_Requirements_. Can you format the lines from the start of the records through the line containing "x=530 y=159" as a Markdown table with the columns Row and Line text, numbering each line and skipping blank ones? Leave the pictures out.

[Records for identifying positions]
__________________________________________________

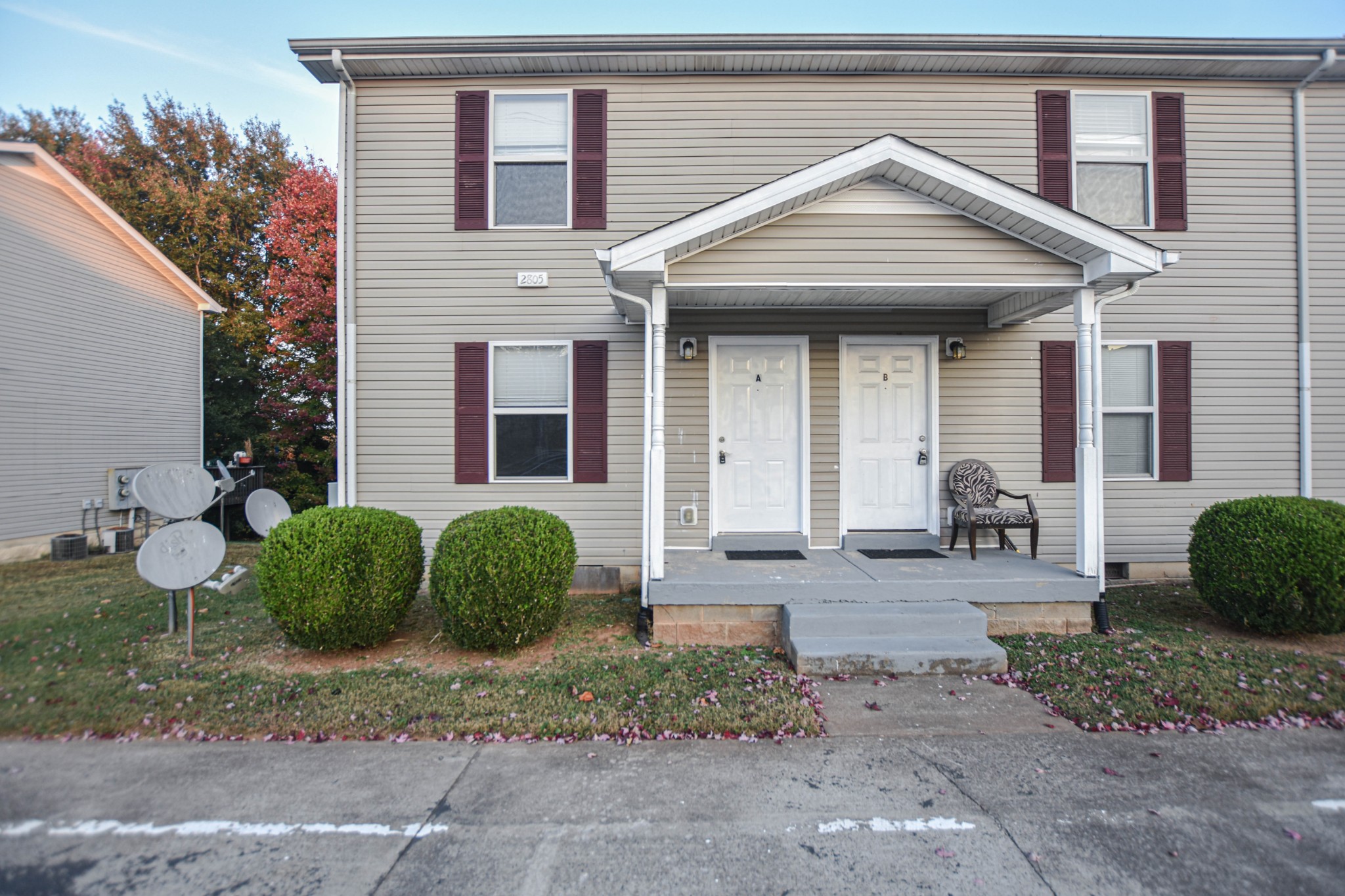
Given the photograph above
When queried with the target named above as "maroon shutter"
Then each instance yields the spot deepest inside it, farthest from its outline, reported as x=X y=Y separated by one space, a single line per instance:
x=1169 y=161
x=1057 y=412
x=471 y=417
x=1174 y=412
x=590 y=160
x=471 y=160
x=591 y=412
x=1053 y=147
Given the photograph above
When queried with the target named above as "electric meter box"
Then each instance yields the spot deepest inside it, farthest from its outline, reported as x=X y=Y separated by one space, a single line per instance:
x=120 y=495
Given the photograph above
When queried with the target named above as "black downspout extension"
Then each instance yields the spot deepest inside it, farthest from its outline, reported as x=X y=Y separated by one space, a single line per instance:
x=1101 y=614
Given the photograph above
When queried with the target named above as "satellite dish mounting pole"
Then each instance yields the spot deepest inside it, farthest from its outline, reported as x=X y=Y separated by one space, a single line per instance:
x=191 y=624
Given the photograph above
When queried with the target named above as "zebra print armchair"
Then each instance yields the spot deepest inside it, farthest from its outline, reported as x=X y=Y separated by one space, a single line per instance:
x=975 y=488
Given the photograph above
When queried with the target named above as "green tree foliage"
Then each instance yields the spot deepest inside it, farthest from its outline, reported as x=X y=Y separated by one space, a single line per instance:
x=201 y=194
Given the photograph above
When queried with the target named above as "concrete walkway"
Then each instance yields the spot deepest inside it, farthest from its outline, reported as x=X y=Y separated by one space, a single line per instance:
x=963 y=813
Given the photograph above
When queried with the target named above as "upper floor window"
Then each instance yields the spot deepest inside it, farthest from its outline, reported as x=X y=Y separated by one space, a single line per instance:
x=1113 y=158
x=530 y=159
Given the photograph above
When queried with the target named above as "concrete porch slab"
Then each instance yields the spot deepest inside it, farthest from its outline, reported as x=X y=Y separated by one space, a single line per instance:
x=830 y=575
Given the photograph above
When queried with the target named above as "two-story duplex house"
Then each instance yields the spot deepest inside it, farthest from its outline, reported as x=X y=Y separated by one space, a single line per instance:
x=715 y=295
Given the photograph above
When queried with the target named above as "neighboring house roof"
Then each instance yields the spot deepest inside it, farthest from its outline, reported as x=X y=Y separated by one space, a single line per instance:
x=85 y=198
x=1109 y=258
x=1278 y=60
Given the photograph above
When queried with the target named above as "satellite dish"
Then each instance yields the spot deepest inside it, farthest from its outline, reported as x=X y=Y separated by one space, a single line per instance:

__________________________________________________

_Reply_.
| Row | Line text |
|---|---|
| 1 | Given the photograph above |
| 2 | When queried with the target named above as "maroon shutter" |
| 3 | Then each instance yields the spot deepest inside it, farthest from its outline, reported as x=X y=Y separated by one space, a single line per instance: |
| 4 | x=1169 y=161 |
| 5 | x=1057 y=412 |
| 6 | x=471 y=417 |
| 7 | x=1174 y=412 |
| 8 | x=590 y=160 |
| 9 | x=471 y=160 |
| 10 | x=591 y=412 |
| 11 | x=1053 y=147 |
| 12 | Given the photograph above |
| 13 | When queried with the target named above as "electric meter box" |
| 14 | Then each instance yields the spot deepest inside it, farthest from its outline, reported as x=X y=Y separated by one space, a single line per instance: |
| 15 | x=120 y=495 |
| 16 | Given the photograph above |
| 17 | When queried with the target named above as "black downspout extension" |
| 18 | Then each instance yields the spot deepest inside it, farthest from its outline, reported as x=X y=Y separated by one space, a single line per instance: |
| 19 | x=1101 y=614 |
| 20 | Given the photograph above |
| 21 | When queried with the target named above as "satellite dish mounting pole" |
| 22 | Then each instance yields the spot deepest inside it, farthest from its outline, reported as x=X y=Y separated by one space, a single line per instance: |
| 23 | x=191 y=624 |
| 24 | Given the photograph above |
| 25 | When queried with the target named above as "zebra print armchair" |
| 26 | Then each instance yields the spot deepest inside it, farthest from its outline, reported as x=X y=Y separated by one space, a single line per instance: |
| 27 | x=975 y=488 |
| 28 | Given the photograph above |
| 29 | When queried with the target named above as "green tree foliage" |
| 30 | Then each instance yields the spot deepest inside it, farthest from its outline, reported as x=X y=Y separated by one space, a single line per instance: |
| 31 | x=201 y=194 |
| 32 | Given the photograph above |
| 33 | When queried with the target named above as "concrete walkway" |
| 34 | Then each instance yields the spot deepest inside it, farthest from its outline, reported as x=X y=Y separated by one space, a single line per instance: |
| 35 | x=963 y=813 |
| 36 | Given the photograph above |
| 37 | When queried with the target named above as "upper floor window" |
| 38 | Then each instance yields the spot deepest inside it, farthest from its outline, reported as x=X y=Y separated by one space, a single line per instance: |
| 39 | x=1113 y=158 |
| 40 | x=530 y=159 |